◆ Brief ◆
Repeat the span of the entries below that starts at the line with "[indicate] the sky" and ends at the line with "[indicate] the shower glass", nothing more. Skip the pictures.

◆ Data to use ◆
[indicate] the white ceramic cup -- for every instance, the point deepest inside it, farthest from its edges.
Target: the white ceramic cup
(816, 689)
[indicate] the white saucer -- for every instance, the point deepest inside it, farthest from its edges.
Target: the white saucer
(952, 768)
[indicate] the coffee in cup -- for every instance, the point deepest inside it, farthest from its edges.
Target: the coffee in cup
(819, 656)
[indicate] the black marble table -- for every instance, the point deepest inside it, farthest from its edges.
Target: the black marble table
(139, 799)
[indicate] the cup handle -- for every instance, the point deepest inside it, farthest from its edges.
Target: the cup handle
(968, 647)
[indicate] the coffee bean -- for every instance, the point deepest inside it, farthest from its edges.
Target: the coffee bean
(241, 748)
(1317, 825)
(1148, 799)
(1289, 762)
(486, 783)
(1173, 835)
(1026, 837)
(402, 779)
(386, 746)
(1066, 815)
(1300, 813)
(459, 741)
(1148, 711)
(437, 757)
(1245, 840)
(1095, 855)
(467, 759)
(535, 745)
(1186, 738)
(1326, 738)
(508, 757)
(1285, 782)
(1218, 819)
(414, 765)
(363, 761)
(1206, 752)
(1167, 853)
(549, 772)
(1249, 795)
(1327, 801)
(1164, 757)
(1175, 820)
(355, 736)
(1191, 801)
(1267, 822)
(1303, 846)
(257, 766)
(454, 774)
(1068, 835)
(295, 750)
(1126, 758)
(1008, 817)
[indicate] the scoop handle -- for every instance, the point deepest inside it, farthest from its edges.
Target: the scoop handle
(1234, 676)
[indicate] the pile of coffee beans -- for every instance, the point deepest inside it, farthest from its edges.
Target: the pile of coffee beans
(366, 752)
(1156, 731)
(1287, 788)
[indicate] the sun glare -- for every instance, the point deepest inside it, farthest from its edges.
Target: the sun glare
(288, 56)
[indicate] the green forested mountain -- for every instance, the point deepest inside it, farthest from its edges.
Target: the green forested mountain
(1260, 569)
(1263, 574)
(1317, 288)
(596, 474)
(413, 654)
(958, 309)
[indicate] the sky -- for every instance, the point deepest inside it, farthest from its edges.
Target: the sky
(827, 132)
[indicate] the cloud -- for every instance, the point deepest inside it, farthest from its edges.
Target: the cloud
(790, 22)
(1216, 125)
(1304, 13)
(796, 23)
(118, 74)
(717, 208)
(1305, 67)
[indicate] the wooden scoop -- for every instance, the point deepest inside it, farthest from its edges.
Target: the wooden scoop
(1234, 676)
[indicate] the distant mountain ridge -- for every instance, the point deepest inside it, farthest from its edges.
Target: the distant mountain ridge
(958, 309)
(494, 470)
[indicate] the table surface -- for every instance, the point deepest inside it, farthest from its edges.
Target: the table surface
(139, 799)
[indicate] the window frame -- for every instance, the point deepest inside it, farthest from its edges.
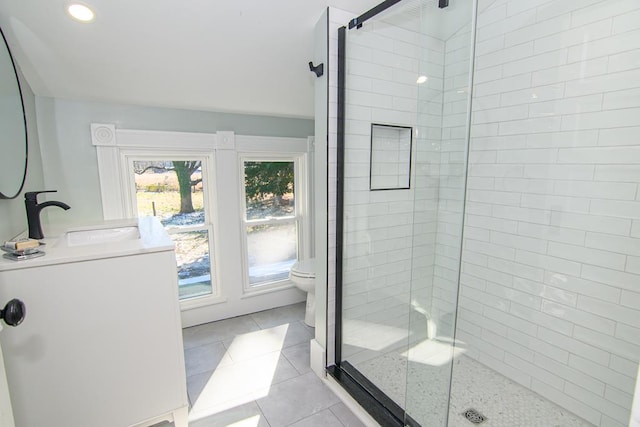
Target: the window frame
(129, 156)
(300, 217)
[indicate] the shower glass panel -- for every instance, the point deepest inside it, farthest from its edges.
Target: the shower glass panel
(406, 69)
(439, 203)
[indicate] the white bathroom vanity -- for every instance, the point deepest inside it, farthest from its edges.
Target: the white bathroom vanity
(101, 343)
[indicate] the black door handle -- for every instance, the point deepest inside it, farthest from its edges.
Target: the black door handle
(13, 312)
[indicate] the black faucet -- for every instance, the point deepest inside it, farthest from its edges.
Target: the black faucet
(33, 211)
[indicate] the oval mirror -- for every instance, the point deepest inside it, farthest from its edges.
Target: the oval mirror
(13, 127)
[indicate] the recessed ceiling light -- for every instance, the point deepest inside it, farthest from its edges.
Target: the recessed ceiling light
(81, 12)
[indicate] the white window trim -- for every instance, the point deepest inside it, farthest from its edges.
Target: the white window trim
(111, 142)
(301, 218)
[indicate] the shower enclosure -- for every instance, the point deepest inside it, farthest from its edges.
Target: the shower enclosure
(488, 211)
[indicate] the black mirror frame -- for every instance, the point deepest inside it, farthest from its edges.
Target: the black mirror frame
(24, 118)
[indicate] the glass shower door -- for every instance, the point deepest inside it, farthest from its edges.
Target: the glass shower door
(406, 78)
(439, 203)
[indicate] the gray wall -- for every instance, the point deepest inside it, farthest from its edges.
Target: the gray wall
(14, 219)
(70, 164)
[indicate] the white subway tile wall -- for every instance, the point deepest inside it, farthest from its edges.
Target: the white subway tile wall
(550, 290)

◆ Answer space ◆
[indicate] the sky -- for every instance, the point deepest inside it, farthest from its edges.
Target: the sky
(827, 132)
[indicate] the cloud -- for every instance, the point deepest inside it, farthest from its edges.
Target: the cloud
(790, 22)
(1216, 125)
(1304, 13)
(796, 23)
(118, 74)
(717, 208)
(1305, 67)
[indicate] the wooden scoop -- for every instance, the point deepest inside it, farthest from its edges.
Target: the wooden scoop
(1234, 676)
[indicate] the distant mountain ridge -- for every instance, the point deepest inside it, farthest from its edges.
Target: the distant mountain ridge
(958, 309)
(494, 470)
[indicate] the table surface -- for every instance, the point deepest inside it, farthest from its edges.
Target: the table surface
(139, 799)
[indicate] the window frame -- for every instance, the point deepest inside it, farthest from its edges.
Target: the window frame
(129, 156)
(300, 217)
[indicate] the shower glass panel -- for every instance, the point deepest inside it, farthest from its edges.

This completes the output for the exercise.